- [TASK PROMPT] Show every line of the material below that contains the string "mantis", copying each line in full. Case counts, so a match must have the same uppercase and lowercase letters.

- [DATASET RECORDS]
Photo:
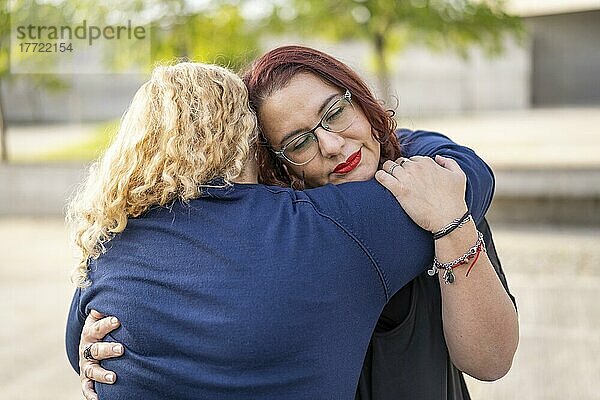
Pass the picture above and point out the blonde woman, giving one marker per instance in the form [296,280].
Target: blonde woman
[227,289]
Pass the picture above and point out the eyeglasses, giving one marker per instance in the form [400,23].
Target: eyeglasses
[302,148]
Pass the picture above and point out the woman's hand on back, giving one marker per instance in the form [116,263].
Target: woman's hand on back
[432,192]
[95,328]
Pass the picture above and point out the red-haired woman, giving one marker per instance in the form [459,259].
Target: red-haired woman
[320,123]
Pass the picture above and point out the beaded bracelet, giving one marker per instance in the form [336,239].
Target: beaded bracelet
[473,252]
[455,224]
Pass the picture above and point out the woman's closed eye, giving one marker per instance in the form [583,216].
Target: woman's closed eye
[334,114]
[301,142]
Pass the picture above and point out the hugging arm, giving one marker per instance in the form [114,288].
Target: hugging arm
[83,332]
[479,318]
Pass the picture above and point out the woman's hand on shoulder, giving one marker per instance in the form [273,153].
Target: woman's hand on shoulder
[432,192]
[95,328]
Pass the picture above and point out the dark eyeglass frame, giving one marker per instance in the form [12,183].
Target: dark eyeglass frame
[280,153]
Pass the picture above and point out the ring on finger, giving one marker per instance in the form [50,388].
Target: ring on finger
[391,171]
[87,353]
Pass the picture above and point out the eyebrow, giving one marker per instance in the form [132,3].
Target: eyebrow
[319,112]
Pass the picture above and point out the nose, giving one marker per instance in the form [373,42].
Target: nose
[330,144]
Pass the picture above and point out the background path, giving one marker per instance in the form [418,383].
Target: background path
[554,273]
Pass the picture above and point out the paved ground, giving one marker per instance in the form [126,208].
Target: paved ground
[555,275]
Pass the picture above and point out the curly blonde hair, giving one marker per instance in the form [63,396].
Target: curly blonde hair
[189,124]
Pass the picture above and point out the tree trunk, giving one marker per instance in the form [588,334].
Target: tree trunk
[3,148]
[383,72]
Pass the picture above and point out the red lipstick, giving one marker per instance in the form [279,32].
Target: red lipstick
[348,165]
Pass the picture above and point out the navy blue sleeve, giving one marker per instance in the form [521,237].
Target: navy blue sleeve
[397,247]
[75,323]
[480,179]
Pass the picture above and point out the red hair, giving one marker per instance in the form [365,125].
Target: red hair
[276,68]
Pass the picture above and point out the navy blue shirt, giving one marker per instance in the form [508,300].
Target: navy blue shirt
[256,292]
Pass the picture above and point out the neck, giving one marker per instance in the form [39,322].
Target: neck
[249,172]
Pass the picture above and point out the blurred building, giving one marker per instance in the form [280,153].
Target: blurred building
[558,65]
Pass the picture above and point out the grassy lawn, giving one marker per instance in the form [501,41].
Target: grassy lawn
[84,150]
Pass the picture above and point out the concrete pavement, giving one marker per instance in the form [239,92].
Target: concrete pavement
[554,274]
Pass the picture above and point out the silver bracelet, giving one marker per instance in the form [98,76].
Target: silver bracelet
[455,224]
[447,267]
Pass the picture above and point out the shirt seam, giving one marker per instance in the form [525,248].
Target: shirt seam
[364,248]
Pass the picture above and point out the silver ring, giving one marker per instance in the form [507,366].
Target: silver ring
[87,353]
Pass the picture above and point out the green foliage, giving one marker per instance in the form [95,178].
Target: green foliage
[454,25]
[87,150]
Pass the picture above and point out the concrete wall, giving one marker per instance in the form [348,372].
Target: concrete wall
[425,83]
[561,197]
[87,97]
[566,59]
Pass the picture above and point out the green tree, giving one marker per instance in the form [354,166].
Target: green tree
[389,26]
[31,9]
[213,31]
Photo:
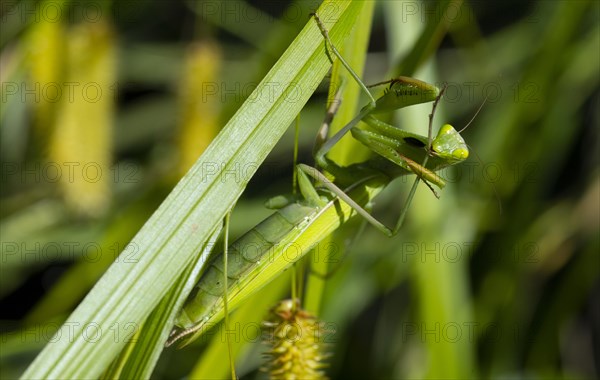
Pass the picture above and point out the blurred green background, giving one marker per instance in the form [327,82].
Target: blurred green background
[106,105]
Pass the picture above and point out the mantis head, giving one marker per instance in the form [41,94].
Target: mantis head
[450,145]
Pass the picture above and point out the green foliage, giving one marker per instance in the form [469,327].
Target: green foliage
[466,290]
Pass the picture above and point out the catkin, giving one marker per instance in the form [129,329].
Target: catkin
[296,340]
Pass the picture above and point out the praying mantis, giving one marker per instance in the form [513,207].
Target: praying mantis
[293,230]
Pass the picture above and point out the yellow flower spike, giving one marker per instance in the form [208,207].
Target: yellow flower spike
[296,340]
[81,143]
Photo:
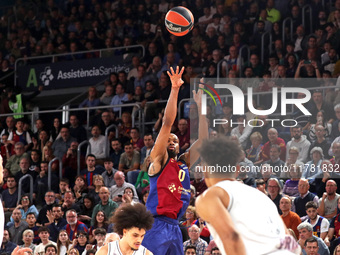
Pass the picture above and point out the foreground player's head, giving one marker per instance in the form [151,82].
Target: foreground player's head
[219,157]
[131,222]
[173,145]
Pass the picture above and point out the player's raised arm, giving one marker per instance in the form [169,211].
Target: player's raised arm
[159,152]
[211,206]
[1,170]
[202,129]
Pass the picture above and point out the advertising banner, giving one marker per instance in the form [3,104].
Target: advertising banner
[78,73]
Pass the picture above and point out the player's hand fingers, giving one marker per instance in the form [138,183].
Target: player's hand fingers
[182,70]
[172,70]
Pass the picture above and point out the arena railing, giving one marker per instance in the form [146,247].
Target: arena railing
[20,187]
[308,8]
[263,42]
[244,47]
[323,4]
[54,56]
[107,147]
[79,153]
[219,68]
[86,109]
[49,176]
[290,20]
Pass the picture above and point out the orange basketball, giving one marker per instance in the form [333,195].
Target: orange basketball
[179,21]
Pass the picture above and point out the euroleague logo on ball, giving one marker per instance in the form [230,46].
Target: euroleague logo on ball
[179,21]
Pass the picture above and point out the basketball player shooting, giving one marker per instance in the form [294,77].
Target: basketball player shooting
[241,219]
[169,179]
[17,250]
[130,222]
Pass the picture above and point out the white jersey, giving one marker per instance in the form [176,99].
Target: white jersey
[255,217]
[113,249]
[2,222]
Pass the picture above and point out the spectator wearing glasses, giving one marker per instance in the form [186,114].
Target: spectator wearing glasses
[195,240]
[13,162]
[215,251]
[50,201]
[61,144]
[80,241]
[74,226]
[44,234]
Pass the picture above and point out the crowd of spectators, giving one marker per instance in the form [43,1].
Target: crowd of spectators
[298,168]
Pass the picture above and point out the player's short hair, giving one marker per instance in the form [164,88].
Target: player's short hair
[222,152]
[305,225]
[50,245]
[256,135]
[215,249]
[65,180]
[276,146]
[43,229]
[311,240]
[91,155]
[311,204]
[130,216]
[31,213]
[91,251]
[28,231]
[100,231]
[190,247]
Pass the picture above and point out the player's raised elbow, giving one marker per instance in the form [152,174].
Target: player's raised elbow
[167,122]
[233,243]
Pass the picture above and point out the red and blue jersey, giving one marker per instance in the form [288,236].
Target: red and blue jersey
[317,227]
[170,190]
[73,233]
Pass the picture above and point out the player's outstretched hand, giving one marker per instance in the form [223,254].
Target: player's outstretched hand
[21,251]
[176,77]
[198,94]
[1,170]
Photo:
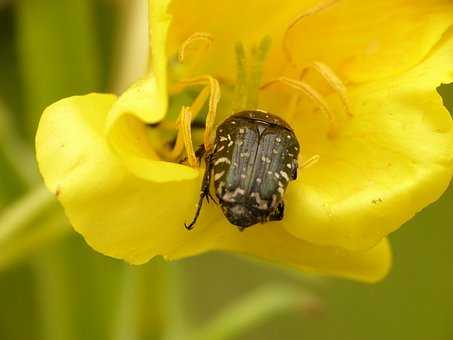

- [EXERCISE SOLUTION]
Pass the picture above and point out the mantis head, giving one marker per instance in the form [41,94].
Target: mantis head
Pass the picture above and point out the praying mantis, giving one marker per instance in the form [513,207].
Target: praying mantis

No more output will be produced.